Anatomy. Posterior malalignment of conal septum with muscular septum creates this constellation of anatomic findings (in some ways representing the posterior-deviated version of TOF). Conal septum crowds the LVOT, the AV is hypoplastic, and (presumably) diminished aortic flow in utero causes hypoplasia of the aortic arch. The aortic arch may exhibit coarctation at the isthmus (i.e. CoA/VSD) or may be nearly or completely interrupted. Anatomic subtypes describe the precise location of interruption. Aberrant subclavian ateries (from the DAo) may cause all measured BPs and SpO2s to be post-ductal.
Physiology. This circulation is PGE-dependent due to the interruption of the aorta. Impedance to flow into the aorta is significantly increased in this circulation, such that there is much more left to right ventricular shunting in this circulation than in the absence of aortic obstruction. This shunting of blood (LV to PA via the RVOT) significantly increases PA saturations and therefore post-ductal saturations (which can approach normal in settings of elevated Qp/Qs and/or low VO2). Post-ductal perfusion (exam, UOP, and if concerned creatinine, LFT) must be carefully monitored and a restrictive PDA ruled out.
Repair of VSD/IAA
Repair. In most cases, corrective surgery is possible in the newborn period. This includes a reconstruction of the aortic arch (at times using homograft patch) as well as the closure of the VSD. In cases of prematurity or contraindication to neonatal surgery (e.g. cerebral hemorrhage, severe organ dysfunction), the circulation may be palliated using branch PA banding and maintaining ductal patency (PGE or ductal stenting). Postoperative considerations. In patients who are not intubated nor have organ dysfunction preoperatively, the postoperative course is generally smooth. The LV may exhibit restrictive physiology (e.g. elevated LA pressure with volume administration or valsalva). It is important to ensure sinus rhythm, monitor for junctional tachycardia, consider residual VSD (evaluate by echo or by RA-PA saturations in OR), which may be poorly tolerated in this circulation. Residual aortic arch obstruction is also rare but should be considered. Supportive care includes weaning from mechanical ventilation, inotropic support and diuresis. Patients who are more ill preoperatively may exhibit a prolonged postoperative course, particularly in the setting of renal or hepatic insufficiency.

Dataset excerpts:

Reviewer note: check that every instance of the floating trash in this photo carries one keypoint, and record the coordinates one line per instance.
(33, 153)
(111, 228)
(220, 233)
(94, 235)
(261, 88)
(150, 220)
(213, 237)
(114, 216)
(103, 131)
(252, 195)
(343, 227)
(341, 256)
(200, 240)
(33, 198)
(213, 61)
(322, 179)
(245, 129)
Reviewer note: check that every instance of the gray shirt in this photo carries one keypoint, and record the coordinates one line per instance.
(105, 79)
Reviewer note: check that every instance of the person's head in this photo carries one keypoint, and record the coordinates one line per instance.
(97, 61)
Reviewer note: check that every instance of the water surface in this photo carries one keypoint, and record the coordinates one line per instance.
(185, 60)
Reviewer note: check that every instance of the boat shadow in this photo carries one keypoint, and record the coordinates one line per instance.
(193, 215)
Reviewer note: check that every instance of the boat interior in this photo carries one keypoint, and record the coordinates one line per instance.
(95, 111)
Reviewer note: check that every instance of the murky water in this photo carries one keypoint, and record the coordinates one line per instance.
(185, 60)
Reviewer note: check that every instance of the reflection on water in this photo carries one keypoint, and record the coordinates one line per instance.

» PROBLEMS AND TASKS:
A. Do the following statements agree with the VSD/IAA passage? (i) Corrective surgery is usually possible in the newborn period. (ii) The circulation depends on PGE because of the interruption of the aorta. (iii) Residual aortic arch obstruction after repair is common. For each, answer yes or no and quote the deciding words of the passage.
B. According to the VSD/IAA passage, how may the circulation be palliated in cases of prematurity or contraindication to neonatal surgery?

» RESPONSES PER TASK:
A.
(i) Yes: "In most cases, corrective surgery is possible in the newborn period."
(ii) Yes: "This circulation is PGE-dependent due to the interruption of the aorta."
(iii) No: "Residual aortic arch obstruction is also rare but should be considered."

B. By branch PA banding and maintaining ductal patency (PGE or ductal stenting).